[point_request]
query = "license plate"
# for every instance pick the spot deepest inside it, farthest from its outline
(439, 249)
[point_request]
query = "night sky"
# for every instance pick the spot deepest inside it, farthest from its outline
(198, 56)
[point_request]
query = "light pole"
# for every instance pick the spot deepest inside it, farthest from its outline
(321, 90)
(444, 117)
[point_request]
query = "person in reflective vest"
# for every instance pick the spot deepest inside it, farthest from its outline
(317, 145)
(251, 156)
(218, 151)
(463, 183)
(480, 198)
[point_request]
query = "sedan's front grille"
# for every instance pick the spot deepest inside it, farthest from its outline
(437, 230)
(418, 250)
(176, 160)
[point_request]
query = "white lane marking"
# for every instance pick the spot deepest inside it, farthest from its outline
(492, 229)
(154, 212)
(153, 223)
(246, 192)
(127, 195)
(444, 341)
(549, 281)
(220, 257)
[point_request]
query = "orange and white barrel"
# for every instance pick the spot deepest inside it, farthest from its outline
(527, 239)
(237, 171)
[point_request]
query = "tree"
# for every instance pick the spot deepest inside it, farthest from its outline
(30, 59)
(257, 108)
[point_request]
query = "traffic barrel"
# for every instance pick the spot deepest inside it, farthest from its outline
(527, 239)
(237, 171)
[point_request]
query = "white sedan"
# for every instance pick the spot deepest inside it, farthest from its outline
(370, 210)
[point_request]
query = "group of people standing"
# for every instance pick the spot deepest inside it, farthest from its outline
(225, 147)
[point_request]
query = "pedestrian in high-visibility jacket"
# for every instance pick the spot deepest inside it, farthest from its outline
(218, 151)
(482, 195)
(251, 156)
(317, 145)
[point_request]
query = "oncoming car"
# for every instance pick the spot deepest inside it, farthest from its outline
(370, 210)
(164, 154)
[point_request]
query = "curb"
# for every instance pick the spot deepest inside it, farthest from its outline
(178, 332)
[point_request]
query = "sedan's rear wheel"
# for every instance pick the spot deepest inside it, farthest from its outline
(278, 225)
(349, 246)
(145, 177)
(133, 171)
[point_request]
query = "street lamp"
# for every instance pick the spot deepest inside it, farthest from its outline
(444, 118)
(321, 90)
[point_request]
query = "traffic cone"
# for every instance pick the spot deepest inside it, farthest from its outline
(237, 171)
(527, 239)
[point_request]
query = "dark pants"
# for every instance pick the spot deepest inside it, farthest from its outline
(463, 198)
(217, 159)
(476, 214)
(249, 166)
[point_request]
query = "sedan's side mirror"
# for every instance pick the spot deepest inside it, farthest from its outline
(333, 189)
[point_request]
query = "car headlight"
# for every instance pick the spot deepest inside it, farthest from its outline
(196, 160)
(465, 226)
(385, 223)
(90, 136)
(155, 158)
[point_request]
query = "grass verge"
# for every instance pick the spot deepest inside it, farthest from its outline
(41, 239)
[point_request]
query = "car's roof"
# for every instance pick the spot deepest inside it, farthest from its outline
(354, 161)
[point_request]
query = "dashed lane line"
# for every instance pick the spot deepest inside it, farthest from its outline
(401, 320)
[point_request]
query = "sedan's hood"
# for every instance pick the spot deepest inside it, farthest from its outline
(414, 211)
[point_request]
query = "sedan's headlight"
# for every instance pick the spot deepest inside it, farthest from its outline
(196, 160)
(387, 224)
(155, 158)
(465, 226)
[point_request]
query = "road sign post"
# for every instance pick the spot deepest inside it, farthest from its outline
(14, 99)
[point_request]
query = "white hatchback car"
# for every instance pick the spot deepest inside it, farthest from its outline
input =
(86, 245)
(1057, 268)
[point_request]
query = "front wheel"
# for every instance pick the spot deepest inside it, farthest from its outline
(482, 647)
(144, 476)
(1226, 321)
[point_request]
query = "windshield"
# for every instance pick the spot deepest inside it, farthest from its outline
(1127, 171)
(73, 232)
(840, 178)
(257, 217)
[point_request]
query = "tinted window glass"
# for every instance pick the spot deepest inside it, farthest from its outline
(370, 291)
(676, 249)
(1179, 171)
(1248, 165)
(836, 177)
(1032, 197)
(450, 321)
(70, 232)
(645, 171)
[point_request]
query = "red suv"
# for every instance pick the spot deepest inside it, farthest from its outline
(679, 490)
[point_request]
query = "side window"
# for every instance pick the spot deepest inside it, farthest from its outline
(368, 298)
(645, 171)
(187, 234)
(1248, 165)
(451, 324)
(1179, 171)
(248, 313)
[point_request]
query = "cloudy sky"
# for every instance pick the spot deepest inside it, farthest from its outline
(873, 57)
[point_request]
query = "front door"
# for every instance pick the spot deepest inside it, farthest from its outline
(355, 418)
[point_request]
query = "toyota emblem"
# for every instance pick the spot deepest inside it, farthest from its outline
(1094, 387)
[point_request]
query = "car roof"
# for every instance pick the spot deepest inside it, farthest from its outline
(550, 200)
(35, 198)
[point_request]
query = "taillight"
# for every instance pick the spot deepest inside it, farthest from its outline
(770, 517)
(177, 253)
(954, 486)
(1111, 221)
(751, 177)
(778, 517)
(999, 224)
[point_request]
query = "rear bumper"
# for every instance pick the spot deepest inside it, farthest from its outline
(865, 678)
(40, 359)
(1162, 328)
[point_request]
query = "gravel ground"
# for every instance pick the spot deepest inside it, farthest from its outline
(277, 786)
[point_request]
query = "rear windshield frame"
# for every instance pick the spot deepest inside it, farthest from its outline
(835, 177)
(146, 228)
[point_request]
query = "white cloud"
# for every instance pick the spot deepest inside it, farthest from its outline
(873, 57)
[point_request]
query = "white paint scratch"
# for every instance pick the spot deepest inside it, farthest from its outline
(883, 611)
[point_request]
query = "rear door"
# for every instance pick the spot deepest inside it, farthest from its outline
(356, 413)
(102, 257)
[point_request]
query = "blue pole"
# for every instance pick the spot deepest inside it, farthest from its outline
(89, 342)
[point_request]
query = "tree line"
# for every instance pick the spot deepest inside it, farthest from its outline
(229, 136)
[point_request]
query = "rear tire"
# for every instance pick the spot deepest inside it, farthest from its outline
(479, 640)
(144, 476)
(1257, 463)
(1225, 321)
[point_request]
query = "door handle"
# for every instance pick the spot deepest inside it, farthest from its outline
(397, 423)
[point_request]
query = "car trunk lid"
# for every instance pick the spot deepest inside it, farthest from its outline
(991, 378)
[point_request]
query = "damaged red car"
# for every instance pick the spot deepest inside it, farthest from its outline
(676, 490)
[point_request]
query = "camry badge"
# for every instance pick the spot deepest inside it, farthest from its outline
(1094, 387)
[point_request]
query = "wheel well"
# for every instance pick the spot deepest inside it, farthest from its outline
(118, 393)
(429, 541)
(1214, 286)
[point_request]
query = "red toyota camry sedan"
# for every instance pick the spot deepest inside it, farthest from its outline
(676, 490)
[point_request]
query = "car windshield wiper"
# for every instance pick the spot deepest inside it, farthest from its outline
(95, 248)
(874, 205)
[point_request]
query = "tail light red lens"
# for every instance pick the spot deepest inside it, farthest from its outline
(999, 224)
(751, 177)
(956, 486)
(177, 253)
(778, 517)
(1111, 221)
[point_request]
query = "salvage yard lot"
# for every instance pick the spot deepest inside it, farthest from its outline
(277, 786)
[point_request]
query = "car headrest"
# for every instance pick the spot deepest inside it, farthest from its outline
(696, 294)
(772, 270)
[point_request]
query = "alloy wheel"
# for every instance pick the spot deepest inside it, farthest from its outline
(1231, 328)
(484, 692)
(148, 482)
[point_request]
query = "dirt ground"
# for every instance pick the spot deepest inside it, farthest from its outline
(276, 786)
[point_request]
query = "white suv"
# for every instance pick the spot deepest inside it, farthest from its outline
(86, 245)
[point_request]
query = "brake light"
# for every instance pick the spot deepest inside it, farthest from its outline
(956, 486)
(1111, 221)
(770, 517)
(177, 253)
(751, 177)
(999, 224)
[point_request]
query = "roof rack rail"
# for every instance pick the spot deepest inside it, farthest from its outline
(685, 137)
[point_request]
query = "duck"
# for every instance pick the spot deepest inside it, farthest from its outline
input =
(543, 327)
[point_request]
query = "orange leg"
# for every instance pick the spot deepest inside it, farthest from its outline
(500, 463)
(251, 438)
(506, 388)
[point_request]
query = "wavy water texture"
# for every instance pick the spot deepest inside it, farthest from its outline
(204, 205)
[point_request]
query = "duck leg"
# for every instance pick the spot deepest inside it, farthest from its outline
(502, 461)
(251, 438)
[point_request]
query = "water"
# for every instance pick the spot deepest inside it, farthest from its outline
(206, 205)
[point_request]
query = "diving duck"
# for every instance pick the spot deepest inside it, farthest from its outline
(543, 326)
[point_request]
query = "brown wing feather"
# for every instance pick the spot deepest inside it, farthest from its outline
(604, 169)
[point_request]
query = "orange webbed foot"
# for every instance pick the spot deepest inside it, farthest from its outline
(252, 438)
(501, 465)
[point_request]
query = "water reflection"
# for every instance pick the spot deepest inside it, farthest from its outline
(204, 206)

::::::::::

Each line holding the word "door" must be copied from the data.

query = "front door"
query = "rear door"
query = "door handle"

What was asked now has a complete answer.